STATED EXERCISE
List each line from the items below that contains the word "windshield", copying every such line in full. Case counts, so match the capitalization shown.

## Start

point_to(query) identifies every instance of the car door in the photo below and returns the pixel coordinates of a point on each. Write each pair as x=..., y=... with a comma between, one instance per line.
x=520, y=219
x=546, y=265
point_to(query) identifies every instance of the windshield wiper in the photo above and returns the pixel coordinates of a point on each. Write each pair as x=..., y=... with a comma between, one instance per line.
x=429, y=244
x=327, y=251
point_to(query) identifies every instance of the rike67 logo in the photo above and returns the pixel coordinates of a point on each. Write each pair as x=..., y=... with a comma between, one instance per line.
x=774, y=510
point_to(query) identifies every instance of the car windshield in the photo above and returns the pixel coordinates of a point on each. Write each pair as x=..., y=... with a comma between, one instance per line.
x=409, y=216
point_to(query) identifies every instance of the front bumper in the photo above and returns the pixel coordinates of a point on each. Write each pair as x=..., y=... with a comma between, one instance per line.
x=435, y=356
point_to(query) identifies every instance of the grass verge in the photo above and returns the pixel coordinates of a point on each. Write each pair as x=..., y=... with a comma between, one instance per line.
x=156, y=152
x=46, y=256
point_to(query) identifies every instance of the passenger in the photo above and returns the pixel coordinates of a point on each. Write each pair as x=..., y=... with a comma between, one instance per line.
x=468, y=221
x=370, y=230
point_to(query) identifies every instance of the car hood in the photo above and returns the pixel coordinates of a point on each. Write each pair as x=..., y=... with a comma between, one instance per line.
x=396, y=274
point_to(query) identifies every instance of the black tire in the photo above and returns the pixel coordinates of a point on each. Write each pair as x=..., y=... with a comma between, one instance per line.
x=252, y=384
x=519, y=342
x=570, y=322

## End
## Start

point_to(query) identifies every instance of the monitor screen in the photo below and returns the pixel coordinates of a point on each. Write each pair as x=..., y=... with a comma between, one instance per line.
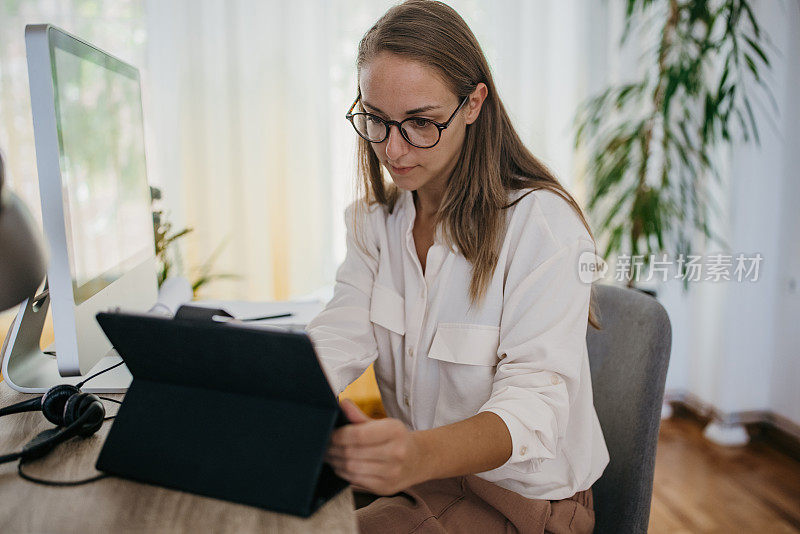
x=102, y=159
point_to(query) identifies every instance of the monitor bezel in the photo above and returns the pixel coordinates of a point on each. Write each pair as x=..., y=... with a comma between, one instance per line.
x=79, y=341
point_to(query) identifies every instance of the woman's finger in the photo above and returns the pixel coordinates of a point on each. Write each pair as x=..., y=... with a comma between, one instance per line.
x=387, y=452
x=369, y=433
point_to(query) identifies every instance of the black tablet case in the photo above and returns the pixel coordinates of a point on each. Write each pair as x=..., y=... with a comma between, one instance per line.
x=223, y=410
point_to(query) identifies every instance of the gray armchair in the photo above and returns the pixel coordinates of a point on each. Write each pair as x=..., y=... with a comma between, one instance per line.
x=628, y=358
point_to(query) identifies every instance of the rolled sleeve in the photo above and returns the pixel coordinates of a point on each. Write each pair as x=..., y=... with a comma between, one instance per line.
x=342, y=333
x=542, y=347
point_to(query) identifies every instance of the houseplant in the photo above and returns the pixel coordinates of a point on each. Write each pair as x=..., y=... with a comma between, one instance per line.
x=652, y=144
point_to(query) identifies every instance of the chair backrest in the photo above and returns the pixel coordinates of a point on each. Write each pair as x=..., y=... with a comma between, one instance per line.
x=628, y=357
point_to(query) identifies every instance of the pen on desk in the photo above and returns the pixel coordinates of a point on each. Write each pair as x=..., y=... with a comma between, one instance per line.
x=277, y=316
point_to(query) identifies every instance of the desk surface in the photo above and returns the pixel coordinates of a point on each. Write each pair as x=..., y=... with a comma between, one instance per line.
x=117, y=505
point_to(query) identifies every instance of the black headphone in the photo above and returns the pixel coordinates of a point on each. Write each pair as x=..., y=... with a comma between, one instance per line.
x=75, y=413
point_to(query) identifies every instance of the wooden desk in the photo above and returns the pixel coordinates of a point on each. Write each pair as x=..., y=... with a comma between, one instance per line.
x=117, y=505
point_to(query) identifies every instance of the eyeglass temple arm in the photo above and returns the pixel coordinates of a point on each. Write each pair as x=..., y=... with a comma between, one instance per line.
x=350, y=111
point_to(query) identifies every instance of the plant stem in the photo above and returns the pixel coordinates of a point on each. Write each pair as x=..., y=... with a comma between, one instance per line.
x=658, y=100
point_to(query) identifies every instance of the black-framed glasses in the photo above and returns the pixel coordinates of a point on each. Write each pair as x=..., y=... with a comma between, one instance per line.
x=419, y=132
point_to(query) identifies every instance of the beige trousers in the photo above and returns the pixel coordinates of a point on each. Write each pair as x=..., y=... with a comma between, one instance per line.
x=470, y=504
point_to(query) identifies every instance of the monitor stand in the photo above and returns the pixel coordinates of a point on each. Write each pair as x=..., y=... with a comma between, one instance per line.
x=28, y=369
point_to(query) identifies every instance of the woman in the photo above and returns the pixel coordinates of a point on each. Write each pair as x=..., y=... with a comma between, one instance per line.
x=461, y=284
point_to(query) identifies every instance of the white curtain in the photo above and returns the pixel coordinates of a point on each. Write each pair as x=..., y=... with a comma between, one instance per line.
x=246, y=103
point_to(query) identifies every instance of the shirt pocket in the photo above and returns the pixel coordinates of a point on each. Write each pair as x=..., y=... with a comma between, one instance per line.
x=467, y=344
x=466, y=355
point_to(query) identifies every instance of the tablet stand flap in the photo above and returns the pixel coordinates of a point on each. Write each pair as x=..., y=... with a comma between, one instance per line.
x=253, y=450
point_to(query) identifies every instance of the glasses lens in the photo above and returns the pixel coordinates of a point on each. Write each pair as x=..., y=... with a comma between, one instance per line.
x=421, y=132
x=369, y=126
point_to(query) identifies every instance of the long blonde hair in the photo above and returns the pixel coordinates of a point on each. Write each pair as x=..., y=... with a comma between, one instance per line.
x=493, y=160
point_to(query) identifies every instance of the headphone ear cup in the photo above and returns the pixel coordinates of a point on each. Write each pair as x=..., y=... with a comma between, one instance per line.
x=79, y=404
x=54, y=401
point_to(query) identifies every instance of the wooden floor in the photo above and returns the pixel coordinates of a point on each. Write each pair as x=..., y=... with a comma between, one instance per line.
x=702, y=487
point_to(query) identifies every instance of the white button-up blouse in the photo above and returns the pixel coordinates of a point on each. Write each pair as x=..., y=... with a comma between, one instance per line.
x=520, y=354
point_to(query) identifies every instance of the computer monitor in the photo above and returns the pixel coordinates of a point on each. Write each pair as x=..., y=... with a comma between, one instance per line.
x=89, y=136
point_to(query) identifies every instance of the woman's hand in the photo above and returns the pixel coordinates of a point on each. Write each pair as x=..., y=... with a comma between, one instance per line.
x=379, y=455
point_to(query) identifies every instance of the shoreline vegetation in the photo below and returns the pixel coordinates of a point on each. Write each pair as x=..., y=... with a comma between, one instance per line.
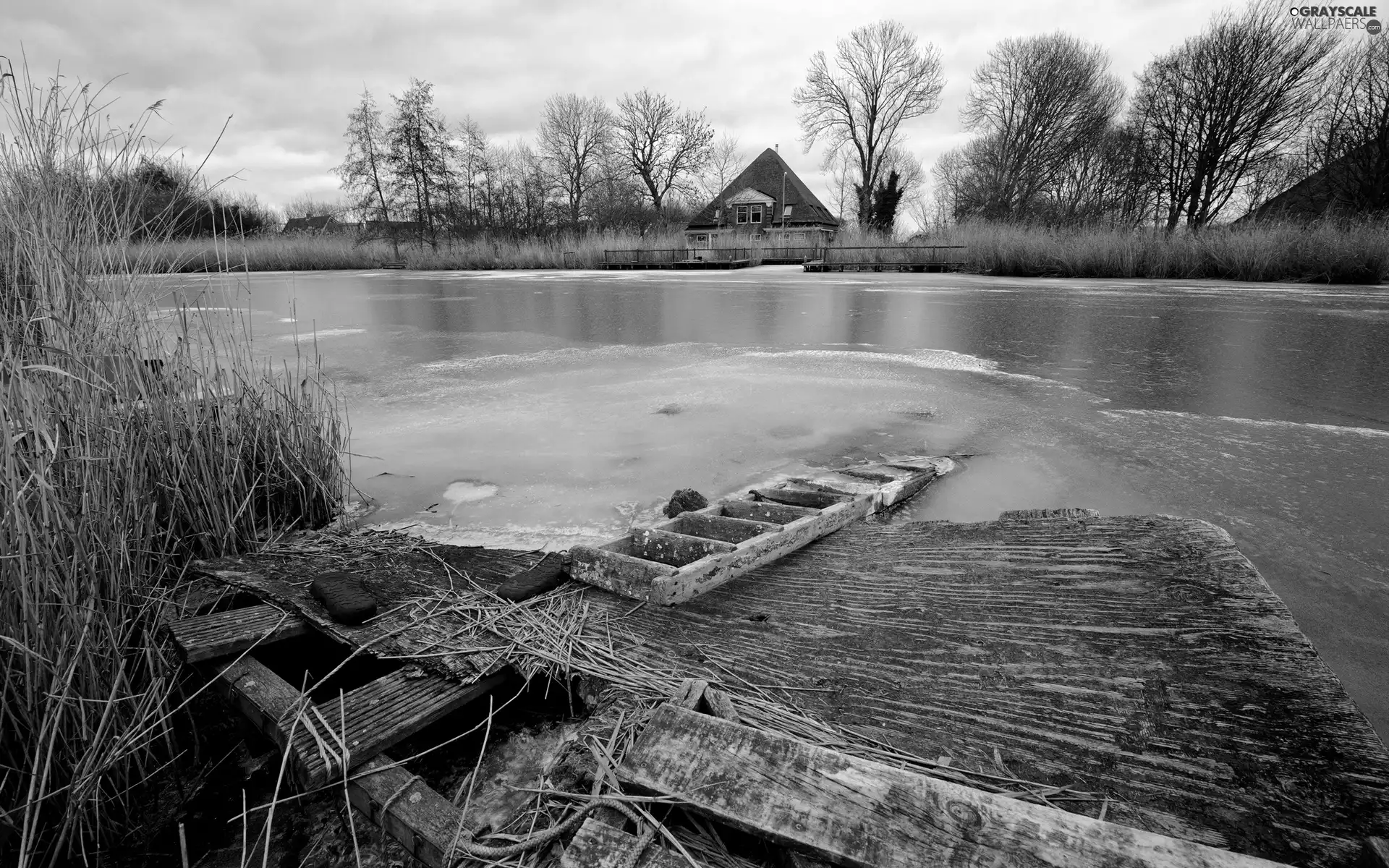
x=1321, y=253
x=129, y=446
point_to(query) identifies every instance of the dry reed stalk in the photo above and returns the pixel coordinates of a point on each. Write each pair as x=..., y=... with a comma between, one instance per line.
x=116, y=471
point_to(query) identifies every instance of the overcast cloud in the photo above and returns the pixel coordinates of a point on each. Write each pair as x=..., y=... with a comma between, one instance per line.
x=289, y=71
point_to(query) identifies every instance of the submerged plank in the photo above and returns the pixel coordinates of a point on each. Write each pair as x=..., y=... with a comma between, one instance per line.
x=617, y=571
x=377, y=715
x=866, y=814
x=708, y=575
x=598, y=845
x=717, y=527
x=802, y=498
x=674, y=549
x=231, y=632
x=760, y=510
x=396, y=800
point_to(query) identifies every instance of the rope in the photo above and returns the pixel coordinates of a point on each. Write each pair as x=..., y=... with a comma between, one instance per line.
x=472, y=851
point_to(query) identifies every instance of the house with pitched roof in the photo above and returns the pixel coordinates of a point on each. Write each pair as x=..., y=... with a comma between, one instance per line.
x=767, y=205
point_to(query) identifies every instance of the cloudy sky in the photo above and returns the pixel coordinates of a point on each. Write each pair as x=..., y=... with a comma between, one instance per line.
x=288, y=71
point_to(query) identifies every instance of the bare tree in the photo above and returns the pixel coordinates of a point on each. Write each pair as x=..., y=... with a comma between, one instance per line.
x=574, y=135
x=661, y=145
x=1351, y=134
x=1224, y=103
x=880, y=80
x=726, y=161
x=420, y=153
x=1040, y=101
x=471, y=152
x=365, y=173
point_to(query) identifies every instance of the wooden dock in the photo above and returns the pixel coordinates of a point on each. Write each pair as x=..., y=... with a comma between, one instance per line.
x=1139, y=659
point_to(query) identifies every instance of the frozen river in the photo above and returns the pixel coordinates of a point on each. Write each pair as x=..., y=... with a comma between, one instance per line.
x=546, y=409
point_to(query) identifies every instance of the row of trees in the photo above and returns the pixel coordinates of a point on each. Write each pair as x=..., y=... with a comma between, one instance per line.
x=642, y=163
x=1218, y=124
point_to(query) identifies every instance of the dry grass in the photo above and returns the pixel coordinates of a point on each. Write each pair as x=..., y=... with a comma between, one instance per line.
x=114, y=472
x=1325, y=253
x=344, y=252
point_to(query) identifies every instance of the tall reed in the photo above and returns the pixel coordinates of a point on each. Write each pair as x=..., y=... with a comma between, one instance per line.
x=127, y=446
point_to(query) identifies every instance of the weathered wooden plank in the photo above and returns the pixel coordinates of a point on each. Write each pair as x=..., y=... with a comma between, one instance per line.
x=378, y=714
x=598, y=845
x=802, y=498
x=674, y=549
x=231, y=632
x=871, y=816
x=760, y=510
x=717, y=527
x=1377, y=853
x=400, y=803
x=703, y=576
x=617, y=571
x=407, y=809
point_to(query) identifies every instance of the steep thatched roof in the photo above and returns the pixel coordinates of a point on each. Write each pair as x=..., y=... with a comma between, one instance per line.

## End

TASK RESULT
point_to(query) identifies every instance of the windshield wiper in the photo above and returns the pixel coordinates of a point on each. Write each pair as x=..., y=... with a comma between, one instance per line.
point_to(query) identifies every instance of the car windshield in the photo above and returns the pixel coordinates of a point on each. Write each pair as x=..., y=... with a comma between, one instance per line.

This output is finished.